Please repeat every one of the lines below word for word, in the same order.

*** RECORDS PROVIDED ***

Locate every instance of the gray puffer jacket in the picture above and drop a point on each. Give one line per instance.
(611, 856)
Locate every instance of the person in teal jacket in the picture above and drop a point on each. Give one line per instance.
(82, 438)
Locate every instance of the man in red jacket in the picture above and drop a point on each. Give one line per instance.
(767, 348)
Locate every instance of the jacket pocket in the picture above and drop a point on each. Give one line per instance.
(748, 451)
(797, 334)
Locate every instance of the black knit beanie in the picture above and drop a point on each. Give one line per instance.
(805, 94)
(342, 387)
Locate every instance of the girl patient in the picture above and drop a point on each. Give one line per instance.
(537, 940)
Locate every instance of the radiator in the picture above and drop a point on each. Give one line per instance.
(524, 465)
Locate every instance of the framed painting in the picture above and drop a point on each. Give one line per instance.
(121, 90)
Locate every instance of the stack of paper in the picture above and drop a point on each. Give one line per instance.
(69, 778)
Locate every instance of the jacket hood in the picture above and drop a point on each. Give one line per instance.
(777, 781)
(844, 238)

***

RESULT —
Locate every instance of the gray puffer jacket in the picture above and drop a point on each. Give one line per instance.
(611, 856)
Locate every instance of the person in teal jacket in the picture above and drop a point on each. Give one line per instance.
(82, 438)
Locate every instance of the man in red jacket in the picture above and drop a point on each. Give one line per instance.
(767, 348)
Locate every instance of the jacket pocket in the picture above and drop a point on each. Give one line per instance.
(748, 451)
(797, 334)
Locate every instance of the black knit beanie in the picture above and drop a point on each. Give one line per instance.
(805, 94)
(342, 387)
Locate every instance of the girl patient in the picture above and drop a point on each. Give one line per instance.
(537, 940)
Locate every instance of the radiator in the picture above and drop a point on each. Give one line per instance.
(524, 465)
Locate every instance of the framed painting in the picture above and drop a point on each. Give one line per instance.
(121, 90)
Locate every instance of the stack of paper in the picture above and drop a point on each. Give one line per instance.
(69, 778)
Locate every instance of the jacket hood in the picture above and drop a point on each. Give one line per instance.
(777, 781)
(844, 238)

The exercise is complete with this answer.